··· VORGEGEBENER TEXT
Warum du künftig mehr für die Rentenversicherung zahlen musst – und was du davon hast
Anfang März stellten Arbeitsminister Heil (SPD) und Finanzminister Lindner (FDP) ihre Pläne für eine zukunftsfeste Rente vor. Dabei ging es um viel mehr als den umstrittenen Einstieg in die Aktienrente. Im Interview erklärt Rentenexperte Florian Blank, was auf uns zukommt.
Der weltbekannte Schauspieler Robert Redford hat den Schritt längst getan. Michael Caine auch … allerdings erst mit 90 Jahren. Cameron Diaz ist ihn schon mit Anfang 40 gegangen – nur um dann einige Jahre später zurückzukehren. Und bei George Clooney erwarten es alle, aber er will nicht.
Die Rede ist vom Ruhestand – also dem Abschnitt des Lebens, in dem sich nicht nur Hollywoodstars bequem zurücklehnen und endlich entspannen möchten. Gut, dann ziept es hier und da – aber in so einer Villa in Beverly Hills lässt es sich bequem leben, ohne sich von der Arbeit ablenken zu lassen.
Nur gibt es da einen Haken: Du bist sehr wahrscheinlich kein Hollywoodstar und sitzt auf einem Berg von Geld für deinen Lebensabend. Und hier in Deutschland wird sowieso alles gerade teurer. Da kann es schnell passieren, dass auch ohne Partys in der Villa das Geld nicht mehr reicht.
Altersarmut ist ein ernstes Problem. Dabei bedeutet Armut sehr viel mehr als »nur« Geldsorgen – wer im Alter arm ist, das heißt weniger als 60% des mittleren gewichteten Einkommens zum Leben hat, kann oft nicht mehr am Leben teilhaben und …
Kurze Pause.
Merkst du, wie du schon anfängst, das Interesse am Artikel zu verlieren?
······
ARBEITSANWEISUNGEN -
1. Aus dem Text zur Rentenversicherung den Abschnitt unverändert duplizieren: Beginn bei den Worten „Altersarmut ist ein“, Ende nach den Worten „Artikel zu verlieren?“.
2. Den Text zur Rentenversicherung im Anschluss an seinen letzten angezeigten Satz fortführen.
··· DATENTEIL
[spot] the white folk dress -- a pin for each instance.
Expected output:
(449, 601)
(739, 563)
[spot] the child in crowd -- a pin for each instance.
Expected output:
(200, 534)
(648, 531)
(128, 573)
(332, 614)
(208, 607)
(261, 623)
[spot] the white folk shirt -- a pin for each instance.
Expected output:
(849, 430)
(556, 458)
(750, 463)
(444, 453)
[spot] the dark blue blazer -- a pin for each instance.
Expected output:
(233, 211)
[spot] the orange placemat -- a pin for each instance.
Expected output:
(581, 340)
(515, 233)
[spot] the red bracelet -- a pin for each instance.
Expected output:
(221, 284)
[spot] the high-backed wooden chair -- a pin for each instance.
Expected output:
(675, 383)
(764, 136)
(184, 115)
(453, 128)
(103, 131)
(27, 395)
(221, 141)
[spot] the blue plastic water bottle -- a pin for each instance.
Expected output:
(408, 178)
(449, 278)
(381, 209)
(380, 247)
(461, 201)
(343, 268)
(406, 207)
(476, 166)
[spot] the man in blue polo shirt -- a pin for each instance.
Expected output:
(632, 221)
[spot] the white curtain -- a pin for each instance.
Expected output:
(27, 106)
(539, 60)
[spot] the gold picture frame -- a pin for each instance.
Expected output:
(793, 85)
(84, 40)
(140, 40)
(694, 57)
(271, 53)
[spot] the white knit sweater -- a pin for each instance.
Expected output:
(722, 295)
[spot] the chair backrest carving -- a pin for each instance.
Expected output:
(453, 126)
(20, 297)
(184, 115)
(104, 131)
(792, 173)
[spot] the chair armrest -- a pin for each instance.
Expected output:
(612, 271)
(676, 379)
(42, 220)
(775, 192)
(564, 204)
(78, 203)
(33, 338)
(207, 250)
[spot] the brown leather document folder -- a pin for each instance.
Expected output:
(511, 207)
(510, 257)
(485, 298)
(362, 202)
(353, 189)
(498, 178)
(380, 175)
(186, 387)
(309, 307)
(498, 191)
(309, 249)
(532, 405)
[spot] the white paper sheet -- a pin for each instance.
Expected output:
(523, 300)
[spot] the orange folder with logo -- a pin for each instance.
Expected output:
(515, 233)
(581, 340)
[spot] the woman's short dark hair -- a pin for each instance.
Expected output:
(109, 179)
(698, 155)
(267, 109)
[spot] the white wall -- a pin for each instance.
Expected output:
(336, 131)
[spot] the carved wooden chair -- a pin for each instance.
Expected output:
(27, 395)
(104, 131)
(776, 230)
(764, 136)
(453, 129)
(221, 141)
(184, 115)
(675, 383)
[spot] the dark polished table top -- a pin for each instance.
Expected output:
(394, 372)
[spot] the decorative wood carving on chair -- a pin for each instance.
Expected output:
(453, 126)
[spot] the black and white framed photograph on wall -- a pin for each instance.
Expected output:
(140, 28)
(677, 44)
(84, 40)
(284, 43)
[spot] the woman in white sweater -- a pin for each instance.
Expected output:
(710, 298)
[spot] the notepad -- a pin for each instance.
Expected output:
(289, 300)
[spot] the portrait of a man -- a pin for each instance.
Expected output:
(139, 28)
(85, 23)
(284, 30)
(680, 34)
······
DIE ANTWORTEN -
1.
Altersarmut ist ein ernstes Problem. Dabei bedeutet Armut sehr viel mehr als »nur« Geldsorgen – wer im Alter arm ist, das heißt weniger als 60% des mittleren gewichteten Einkommens zum Leben hat, kann oft nicht mehr am Leben teilhaben und …
Kurze Pause.
Merkst du, wie du schon anfängst, das Interesse am Artikel zu verlieren?

2.
Klar, es geht ja auch nicht mehr um George Clooney und Co., sondern um ein Thema, das vielen im besten Fall unangenehm ist und sehr wahrscheinlich auch ein klein wenig Angst macht. Darüber will man lieber nicht so viel wissen – das ist menschlich … und töricht.
Denn wir werden in unserem Leben wohl keine Hollywoodstars mehr, die Geldsorgen im Alter nicht fürchten brauchen. Und deshalb sollte sich jede:r mit den harten Fakten, Zahlen und Perspektiven auseinandersetzen, die unser Leben später bestimmen. Denn nur so kann die Politik nicht darauf wetten, dass dir das Thema Rente dermaßen unangenehm ist, dass du nicht richtig hinguckst, was sie da machen.
Hand aufs Herz: Hast du mitbekommen, dass die nächste Rentenreform ins Haus steht?
Ich habe mit Politikwissenschaftler Florian Blank darüber gesprochen, was das für dich heißt.
Chris Vielhaus:
Was steht im Zentrum des Gesetzentwurfs zur geplanten Rentenreform?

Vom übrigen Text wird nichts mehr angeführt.